Exercise requirements
Return the lines of the data word for word, starting with the line that contains "the grass field" and continuing through the last line of the data, with both of those lines included.
>> BEGIN
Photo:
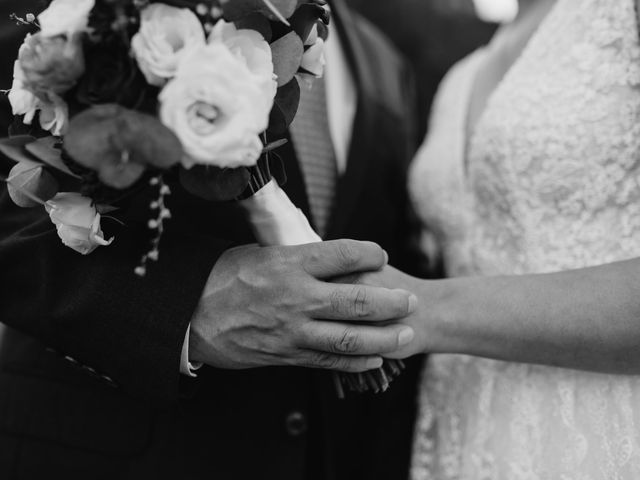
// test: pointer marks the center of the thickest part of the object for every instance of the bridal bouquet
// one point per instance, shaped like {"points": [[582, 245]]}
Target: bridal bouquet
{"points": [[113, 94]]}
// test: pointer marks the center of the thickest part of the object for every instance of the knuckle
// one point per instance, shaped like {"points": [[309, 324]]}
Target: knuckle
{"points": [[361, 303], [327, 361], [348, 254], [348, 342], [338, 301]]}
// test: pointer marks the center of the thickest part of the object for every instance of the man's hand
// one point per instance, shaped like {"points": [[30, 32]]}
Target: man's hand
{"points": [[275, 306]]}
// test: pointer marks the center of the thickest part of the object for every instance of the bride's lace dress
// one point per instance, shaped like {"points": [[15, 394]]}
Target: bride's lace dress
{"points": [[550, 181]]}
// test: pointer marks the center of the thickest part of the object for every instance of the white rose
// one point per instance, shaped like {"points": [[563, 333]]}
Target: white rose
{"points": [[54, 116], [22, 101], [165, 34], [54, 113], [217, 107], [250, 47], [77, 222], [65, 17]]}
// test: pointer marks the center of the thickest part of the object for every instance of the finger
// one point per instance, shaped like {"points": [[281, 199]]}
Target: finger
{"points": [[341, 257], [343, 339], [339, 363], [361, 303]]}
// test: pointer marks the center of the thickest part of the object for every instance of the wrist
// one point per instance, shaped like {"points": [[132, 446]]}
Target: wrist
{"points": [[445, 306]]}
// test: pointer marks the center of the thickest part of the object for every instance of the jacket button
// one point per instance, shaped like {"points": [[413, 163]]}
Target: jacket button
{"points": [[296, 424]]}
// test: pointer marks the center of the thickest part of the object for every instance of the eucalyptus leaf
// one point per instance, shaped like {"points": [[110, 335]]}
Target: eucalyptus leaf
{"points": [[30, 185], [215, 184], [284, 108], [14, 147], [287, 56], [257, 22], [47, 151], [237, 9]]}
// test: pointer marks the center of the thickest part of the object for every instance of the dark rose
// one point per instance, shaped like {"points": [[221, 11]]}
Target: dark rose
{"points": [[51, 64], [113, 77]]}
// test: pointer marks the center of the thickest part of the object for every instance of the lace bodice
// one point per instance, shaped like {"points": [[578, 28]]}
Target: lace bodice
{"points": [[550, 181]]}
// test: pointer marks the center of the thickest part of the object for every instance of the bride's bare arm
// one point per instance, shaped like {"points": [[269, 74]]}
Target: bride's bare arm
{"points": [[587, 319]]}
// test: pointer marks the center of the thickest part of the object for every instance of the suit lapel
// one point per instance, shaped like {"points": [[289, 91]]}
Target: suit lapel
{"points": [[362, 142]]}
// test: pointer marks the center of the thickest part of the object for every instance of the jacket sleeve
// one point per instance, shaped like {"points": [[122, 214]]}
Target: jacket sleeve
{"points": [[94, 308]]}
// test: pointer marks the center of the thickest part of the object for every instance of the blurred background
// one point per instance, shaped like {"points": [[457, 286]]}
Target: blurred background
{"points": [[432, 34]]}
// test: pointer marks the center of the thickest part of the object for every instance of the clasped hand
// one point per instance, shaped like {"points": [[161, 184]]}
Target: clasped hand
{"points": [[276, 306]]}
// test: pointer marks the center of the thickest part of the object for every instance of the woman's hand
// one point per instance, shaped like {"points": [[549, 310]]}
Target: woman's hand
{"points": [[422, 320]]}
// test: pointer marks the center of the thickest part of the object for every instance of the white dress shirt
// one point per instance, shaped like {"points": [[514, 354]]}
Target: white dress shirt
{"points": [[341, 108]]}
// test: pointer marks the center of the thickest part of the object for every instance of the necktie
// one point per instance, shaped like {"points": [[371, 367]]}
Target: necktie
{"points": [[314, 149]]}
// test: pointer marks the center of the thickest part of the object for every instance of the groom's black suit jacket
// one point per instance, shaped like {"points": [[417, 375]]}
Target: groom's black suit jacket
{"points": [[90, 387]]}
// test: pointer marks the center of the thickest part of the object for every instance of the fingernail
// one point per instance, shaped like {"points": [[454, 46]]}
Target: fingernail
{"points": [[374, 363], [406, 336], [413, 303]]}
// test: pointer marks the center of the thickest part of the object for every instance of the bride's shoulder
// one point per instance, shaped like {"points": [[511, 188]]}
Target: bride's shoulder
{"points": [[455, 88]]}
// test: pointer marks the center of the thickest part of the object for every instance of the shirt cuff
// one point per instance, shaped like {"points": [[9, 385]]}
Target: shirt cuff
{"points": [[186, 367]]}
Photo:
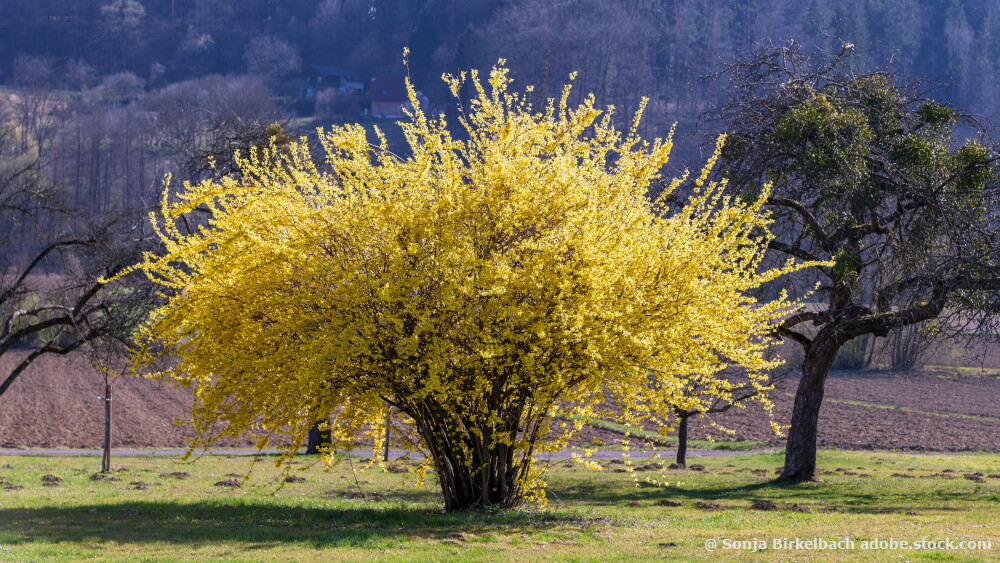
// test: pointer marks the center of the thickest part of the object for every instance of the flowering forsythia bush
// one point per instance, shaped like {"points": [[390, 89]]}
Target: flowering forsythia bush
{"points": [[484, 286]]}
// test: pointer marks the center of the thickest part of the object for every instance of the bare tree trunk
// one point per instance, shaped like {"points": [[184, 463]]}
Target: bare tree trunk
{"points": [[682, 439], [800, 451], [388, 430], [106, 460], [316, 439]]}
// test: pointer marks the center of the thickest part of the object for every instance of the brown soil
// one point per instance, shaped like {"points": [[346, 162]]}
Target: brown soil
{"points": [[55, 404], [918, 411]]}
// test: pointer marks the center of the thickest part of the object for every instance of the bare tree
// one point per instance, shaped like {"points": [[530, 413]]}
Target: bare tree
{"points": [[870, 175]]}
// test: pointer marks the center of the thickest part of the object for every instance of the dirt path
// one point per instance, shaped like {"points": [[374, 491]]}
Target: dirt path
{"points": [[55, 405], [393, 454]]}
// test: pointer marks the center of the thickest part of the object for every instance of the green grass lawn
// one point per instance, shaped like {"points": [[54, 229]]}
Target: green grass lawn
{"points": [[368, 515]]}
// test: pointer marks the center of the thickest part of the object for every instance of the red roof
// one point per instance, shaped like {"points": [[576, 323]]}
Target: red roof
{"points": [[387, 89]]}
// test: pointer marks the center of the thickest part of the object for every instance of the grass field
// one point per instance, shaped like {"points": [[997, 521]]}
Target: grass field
>> END
Task answer
// test: pointer marks the center of the thickest part of the object for every instance of the grass field
// one point per instance, shaped like {"points": [[997, 521]]}
Target: grass field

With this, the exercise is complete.